There are, of course, artists who are invested in more abrasive explorations of the UK as a scorched, alien environment. From the continued post-dubstep experiments of Kode9 to the skittish landscapes of London label Tekres. Gaika's work doesn't bother with nods or winks in evoking a city, and a nation, already poisoned beyond recovery. His work on last year's SECURITY, accompanied by a short film of the same name, is a lived hallucination, created by an artist intent on communicating just how toxic the capital has become—"This is my city, and these are my streets, and it's murder out here," goes album track "GKZ." As he told Blunt in the same Crack Magazine feature, "They say this is the sound of 'dystopian London'. Listen you fucker, London is dystopian now! There's cameras everywhere! I'm not making it up."
Dean Blunt is not a prankster, as the Guardian once called him, and we shouldn't take his work as anything but serious, but what he shares with all the artists featured is just how effectively he captures the delicious ironies of contemporary Britain—a country committing suicide in its Sunday best. Given the UK's self-aggrandizing in the face of decay, Blake and Blunt's mock-patriot zeal serves a far higher purpose than a conventional protest ever could. For as long as there are politicians waxing lyrical about British values and identity, it's better to respond with overdoses of their own medicine.
It's worth noting that much of the work featured in this piece was released before the Brexit vote, meaning that—beyond perhaps Sleaford Mods recent "B.H.S."—we're in dire need of more reaction. In some respects, we need these acts of sarcasm and sickly nostalgia more than direct protest, and electronic music and clubland make the perfect vessel for this model of irreverence. Firstly, it's a world distanced from a Brit Awards friendly mainstream that will always remain too cautious to really sneer at authority. Yet more importantly, at its core the production of dance music is concerned repurposing of existing material, so it's no surprise it provides the ideal context for an almost Dadaist repurposing of symbols. What's more UK rave culture in 2017 is cripplingly nostalgic, reliant on the notion that a warehouse party charging £25 a ticket is somehow authentic—a culture trying to escape the weight of its own legacy.
This abuse of memory sets the soundtrack for Brexit Britain: a pseudo-sincere yearning for yesteryear, looking back in anger through rose-tinted glasses. Because in times of crisis nothing sounds as disconcerting as a national anthem.

> [SUPPLIED DATA]:
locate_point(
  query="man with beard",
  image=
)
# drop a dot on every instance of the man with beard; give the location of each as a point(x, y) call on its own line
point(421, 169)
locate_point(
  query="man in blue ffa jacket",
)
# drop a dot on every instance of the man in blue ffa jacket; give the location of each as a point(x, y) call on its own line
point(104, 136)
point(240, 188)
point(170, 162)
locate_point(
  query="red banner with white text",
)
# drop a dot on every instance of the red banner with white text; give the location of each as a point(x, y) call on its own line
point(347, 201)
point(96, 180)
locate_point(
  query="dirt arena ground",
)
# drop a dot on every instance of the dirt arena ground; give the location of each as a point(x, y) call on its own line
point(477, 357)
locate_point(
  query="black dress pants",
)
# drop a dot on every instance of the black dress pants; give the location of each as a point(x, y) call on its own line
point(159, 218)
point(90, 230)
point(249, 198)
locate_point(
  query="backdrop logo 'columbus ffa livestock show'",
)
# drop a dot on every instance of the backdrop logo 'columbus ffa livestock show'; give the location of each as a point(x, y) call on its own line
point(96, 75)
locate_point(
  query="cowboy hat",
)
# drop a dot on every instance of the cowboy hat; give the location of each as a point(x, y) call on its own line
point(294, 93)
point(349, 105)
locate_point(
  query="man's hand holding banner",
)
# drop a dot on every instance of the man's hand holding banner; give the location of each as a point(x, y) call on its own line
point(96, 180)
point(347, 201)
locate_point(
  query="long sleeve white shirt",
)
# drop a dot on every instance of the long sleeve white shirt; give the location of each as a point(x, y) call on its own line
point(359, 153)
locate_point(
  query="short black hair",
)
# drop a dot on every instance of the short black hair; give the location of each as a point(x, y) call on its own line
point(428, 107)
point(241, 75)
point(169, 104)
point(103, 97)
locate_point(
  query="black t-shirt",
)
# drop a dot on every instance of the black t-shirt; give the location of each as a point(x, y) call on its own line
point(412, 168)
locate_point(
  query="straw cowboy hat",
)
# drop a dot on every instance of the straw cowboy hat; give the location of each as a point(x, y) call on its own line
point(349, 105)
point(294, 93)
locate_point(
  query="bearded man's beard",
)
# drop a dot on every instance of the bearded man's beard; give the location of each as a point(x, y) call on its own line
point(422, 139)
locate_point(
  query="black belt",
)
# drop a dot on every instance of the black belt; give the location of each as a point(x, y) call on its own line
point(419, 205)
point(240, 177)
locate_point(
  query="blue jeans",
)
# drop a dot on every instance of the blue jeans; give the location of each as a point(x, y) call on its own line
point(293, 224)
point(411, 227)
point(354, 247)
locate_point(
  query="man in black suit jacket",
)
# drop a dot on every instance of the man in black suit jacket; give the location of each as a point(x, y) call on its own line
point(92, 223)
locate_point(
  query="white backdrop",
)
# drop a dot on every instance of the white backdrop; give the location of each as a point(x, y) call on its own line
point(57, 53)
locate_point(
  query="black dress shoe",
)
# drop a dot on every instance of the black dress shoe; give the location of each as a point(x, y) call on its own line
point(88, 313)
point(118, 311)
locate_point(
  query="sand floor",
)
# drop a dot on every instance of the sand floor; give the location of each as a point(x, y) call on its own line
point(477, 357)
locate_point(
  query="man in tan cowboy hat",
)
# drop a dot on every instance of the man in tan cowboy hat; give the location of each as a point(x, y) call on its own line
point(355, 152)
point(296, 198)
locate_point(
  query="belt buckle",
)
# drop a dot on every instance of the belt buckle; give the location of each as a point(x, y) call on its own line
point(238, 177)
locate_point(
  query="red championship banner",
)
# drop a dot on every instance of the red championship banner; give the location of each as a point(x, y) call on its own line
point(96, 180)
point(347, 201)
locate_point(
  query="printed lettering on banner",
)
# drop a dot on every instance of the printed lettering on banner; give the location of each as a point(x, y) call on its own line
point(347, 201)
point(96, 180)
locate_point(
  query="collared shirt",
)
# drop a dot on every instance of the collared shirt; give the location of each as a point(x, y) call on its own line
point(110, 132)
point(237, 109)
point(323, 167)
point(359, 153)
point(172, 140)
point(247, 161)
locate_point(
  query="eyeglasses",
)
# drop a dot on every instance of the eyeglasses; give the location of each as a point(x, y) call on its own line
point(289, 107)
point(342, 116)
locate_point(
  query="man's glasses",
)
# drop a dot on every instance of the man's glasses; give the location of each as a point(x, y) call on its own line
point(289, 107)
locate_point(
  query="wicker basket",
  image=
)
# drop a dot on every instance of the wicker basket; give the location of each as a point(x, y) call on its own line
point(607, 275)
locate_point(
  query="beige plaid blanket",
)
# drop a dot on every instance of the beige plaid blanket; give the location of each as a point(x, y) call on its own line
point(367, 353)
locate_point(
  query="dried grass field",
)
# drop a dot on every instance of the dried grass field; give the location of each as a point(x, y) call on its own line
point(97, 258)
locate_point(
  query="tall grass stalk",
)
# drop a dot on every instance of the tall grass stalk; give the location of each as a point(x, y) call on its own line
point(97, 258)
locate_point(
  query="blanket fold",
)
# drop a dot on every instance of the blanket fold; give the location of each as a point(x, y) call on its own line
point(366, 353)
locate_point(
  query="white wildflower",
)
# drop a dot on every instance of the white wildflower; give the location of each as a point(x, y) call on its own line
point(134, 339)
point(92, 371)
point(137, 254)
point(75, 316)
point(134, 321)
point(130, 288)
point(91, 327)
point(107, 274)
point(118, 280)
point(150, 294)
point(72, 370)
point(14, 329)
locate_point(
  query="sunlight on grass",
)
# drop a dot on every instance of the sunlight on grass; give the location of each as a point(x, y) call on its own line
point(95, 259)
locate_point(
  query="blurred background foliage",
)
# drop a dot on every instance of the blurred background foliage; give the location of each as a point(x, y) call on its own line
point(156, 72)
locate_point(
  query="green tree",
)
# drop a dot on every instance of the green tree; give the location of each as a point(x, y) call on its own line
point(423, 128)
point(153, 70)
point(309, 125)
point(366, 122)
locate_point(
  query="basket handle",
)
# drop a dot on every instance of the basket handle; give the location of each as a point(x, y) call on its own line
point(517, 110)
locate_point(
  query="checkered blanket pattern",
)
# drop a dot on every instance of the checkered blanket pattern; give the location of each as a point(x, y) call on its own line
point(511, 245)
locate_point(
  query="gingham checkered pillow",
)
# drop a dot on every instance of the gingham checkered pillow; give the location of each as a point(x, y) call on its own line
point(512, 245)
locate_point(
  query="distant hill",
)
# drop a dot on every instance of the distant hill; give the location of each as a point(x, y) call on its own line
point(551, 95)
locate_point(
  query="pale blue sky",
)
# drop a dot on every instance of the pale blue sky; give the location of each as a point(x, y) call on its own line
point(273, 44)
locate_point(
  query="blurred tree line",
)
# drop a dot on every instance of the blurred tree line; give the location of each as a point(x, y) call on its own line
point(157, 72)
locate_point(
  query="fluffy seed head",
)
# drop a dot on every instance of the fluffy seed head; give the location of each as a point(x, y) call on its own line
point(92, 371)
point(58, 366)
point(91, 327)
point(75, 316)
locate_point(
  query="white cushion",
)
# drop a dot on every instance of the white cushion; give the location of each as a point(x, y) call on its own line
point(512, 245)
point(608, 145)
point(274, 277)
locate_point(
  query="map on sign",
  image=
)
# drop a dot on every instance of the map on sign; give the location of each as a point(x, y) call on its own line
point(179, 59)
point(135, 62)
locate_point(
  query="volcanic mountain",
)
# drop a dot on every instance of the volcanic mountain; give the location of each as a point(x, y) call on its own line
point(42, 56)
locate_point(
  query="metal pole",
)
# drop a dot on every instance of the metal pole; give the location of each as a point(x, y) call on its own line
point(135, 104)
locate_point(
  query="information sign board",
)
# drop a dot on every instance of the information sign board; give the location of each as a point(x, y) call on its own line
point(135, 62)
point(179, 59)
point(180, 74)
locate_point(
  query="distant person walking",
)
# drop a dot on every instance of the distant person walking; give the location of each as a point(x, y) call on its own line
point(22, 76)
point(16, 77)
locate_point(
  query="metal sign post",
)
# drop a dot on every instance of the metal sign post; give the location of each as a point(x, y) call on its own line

> [TASK OBJECTIVE]: From the passage on British electronic music, print the part that begins with the words "Dean Blunt is" and ends with "their own medicine.". The records are separate material and don't relate to the passage on British electronic music.

> [RESPONSE TO THIS TASK]:
Dean Blunt is not a prankster, as the Guardian once called him, and we shouldn't take his work as anything but serious, but what he shares with all the artists featured is just how effectively he captures the delicious ironies of contemporary Britain—a country committing suicide in its Sunday best. Given the UK's self-aggrandizing in the face of decay, Blake and Blunt's mock-patriot zeal serves a far higher purpose than a conventional protest ever could. For as long as there are politicians waxing lyrical about British values and identity, it's better to respond with overdoses of their own medicine.